Data supplied
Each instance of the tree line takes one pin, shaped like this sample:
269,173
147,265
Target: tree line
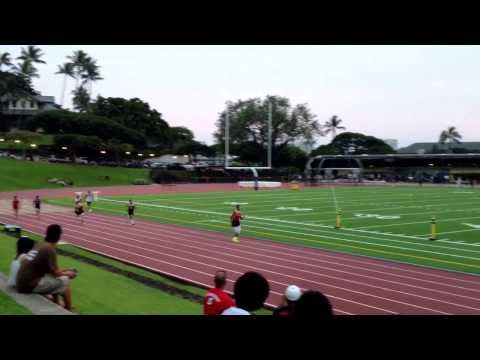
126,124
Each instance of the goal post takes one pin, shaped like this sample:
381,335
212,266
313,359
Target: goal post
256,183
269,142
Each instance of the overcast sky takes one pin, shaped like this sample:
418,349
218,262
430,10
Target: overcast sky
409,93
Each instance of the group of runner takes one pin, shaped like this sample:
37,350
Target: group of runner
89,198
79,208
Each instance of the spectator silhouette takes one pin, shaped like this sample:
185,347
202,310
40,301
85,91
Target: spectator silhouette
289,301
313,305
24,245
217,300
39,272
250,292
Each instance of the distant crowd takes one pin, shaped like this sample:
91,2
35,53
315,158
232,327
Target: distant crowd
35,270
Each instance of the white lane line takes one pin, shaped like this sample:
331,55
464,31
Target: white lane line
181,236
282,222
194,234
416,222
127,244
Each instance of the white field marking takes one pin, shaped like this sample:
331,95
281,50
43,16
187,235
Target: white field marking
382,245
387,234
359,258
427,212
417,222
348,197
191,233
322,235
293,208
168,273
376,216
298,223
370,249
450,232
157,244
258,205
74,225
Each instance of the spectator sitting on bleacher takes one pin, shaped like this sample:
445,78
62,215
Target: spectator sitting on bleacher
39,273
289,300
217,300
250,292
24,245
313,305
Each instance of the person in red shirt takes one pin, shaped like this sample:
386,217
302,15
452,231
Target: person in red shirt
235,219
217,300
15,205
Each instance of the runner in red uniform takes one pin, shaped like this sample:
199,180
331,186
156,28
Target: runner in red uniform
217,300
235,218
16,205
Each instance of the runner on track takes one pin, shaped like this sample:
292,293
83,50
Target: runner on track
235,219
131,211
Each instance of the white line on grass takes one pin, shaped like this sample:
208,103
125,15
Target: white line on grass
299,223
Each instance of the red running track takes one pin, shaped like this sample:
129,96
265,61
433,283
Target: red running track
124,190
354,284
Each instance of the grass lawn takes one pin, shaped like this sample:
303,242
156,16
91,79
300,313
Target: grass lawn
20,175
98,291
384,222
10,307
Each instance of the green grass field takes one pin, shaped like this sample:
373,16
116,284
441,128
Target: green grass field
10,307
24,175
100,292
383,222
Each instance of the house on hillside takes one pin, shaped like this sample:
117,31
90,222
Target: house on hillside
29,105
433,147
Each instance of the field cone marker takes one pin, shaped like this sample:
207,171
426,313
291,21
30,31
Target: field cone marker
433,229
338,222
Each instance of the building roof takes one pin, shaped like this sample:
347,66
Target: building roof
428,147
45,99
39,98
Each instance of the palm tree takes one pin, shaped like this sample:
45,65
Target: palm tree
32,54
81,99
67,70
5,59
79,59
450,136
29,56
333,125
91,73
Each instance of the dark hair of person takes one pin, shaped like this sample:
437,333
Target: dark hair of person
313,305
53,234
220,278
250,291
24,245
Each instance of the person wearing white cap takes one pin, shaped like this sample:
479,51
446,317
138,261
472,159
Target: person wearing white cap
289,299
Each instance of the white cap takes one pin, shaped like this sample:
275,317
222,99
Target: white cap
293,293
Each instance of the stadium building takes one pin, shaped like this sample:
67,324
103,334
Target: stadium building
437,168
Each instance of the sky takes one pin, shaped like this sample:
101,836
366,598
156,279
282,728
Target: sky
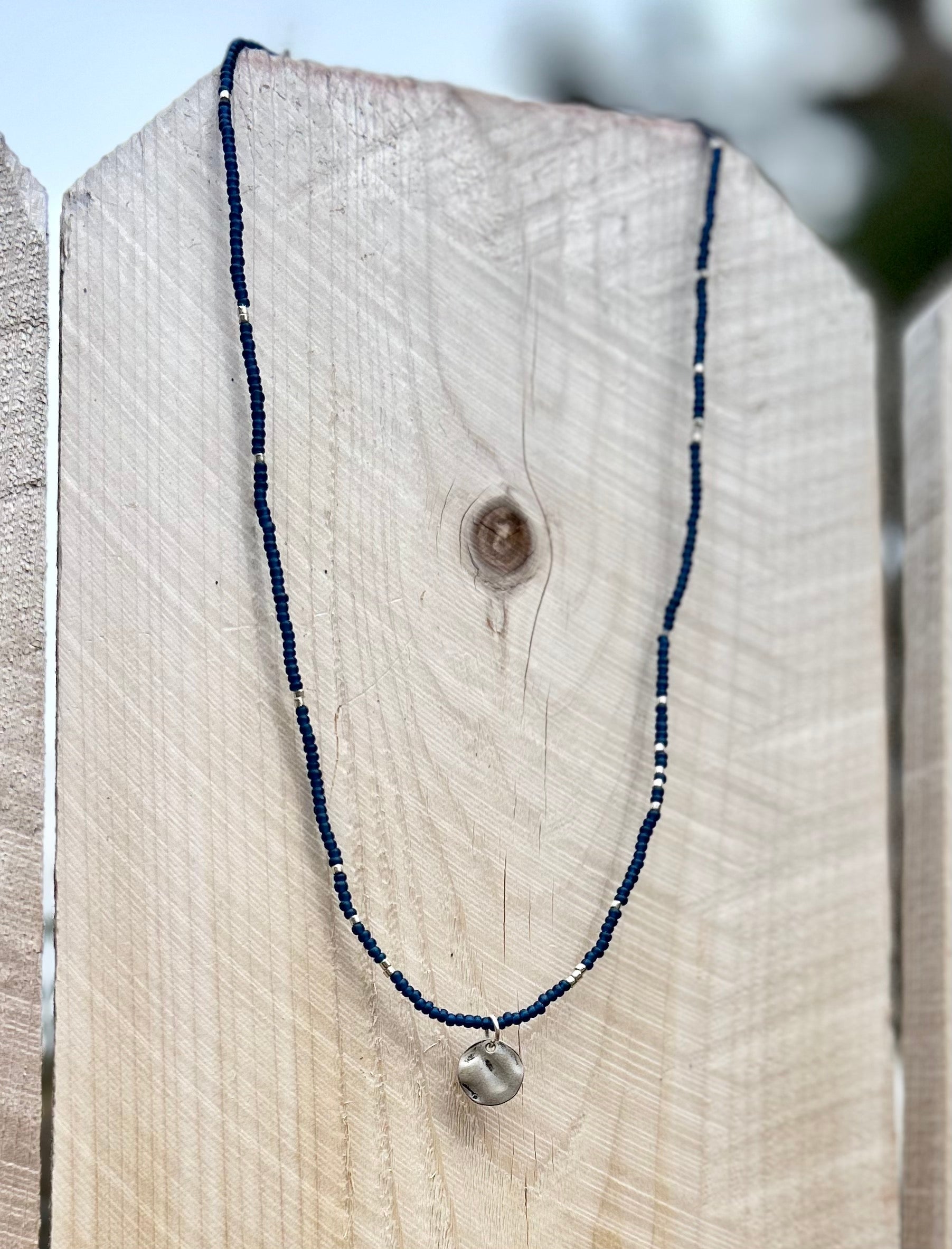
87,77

Exercise details
Output every entry word for word, but omit the pictures.

Answer section
Each instance of the tree line takes one pin, shaped like this sample:
269,173
147,265
Target: tree line
126,124
Each instance of the goal post takes one pin, shaped like this sample:
381,335
212,266
313,359
Target: goal post
256,183
269,142
Each instance of the overcast sky takes one pin, shaped like this sample:
418,349
218,262
430,10
Target: overcast sky
409,93
Each instance of the group of runner takes one pin, shaped like this sample:
37,350
Target: group of runner
89,198
79,208
Each instance of the spectator silhouette takes one pin, shaped like this sample:
185,347
202,310
40,301
85,91
Target: spectator silhouette
289,301
313,305
24,245
217,300
39,272
250,292
Each instance of the distant crowd takes one pin, shaped like this sample:
91,2
35,53
315,158
232,327
Target: distant crowd
35,270
Each instance of the white lane line takes one pin, shaped like this sample:
331,55
464,31
Target: white lane line
181,236
282,222
194,234
416,222
127,244
Each instance of the white field marking takes one pin, shaped like this sample:
331,95
281,50
43,16
187,235
Target: white field marking
382,245
387,234
359,258
427,212
417,222
348,197
191,233
322,235
293,208
168,273
376,216
298,223
370,249
450,232
157,244
258,205
74,225
Each instance of the spectator sitting on bleacher takes one pin, shaped like this sample:
445,78
62,215
Target: spectator sitting on bleacher
39,273
289,300
217,300
250,292
24,245
313,305
Each instance of the person in red shirt takes one pin, shaped like this sample:
386,217
302,15
452,231
Target: person in red shirt
235,219
217,300
15,205
Each instance of the runner in red uniform takes one pin, shaped like this sample:
199,180
331,186
156,28
Target: runner in red uniform
217,300
235,218
16,205
Each instance of the runner on track takes one pin, shaped like this sample:
292,293
83,50
Target: runner on track
235,219
131,211
Each instance of the white line on grass takes one pin, shaped like this sample:
208,103
125,15
Target: white line on grass
299,223
Each instance of the red running track takes one pin, shaped like this sample:
129,96
265,61
433,283
Target: red running track
124,190
354,284
Each instance of the grass lawn takes one pin, shaped like this sample:
303,242
156,16
91,79
300,313
Target: grass lawn
20,175
98,291
384,222
10,307
Each instance of the green grass field takes one pin, shaped like this sample:
373,16
116,284
441,128
Target: green grass field
10,307
24,175
100,292
383,222
Each instance of the house on hillside takes one pin, shaped like this sample:
117,31
90,222
Target: house on hillside
29,105
433,147
Each instance of the field cone marker takes one pin, shaped like this sample:
207,171
426,313
291,21
30,31
Target: field cone marker
433,229
338,222
Each instance of the building roof takes one pin, shaped like this sample:
347,66
Target: building roof
428,147
45,99
39,98
Each instance of the palm tree takes one pin, shaped like this sample:
45,65
Target: palm tree
32,54
81,99
67,70
5,59
79,59
450,136
29,56
333,125
91,73
Each instance of the dark hair of person takes one pin, shaped like this sample:
437,333
Target: dark hair of person
313,305
53,234
220,278
250,291
24,245
Each instance of the person wearing white cap takes one pin, shaped like this sample:
479,51
446,317
138,261
472,159
Target: person wearing white cap
289,299
Each instance of the white cap takes one pin, shaped like this sample:
275,317
222,99
Target: white cap
293,293
Each instance of the stadium building takes one pin, shaped like this sample:
67,324
103,334
Target: stadium building
437,168
Each instance of the sky takes one pin, shaped like this sample:
101,836
366,598
156,279
282,728
Target: sky
87,77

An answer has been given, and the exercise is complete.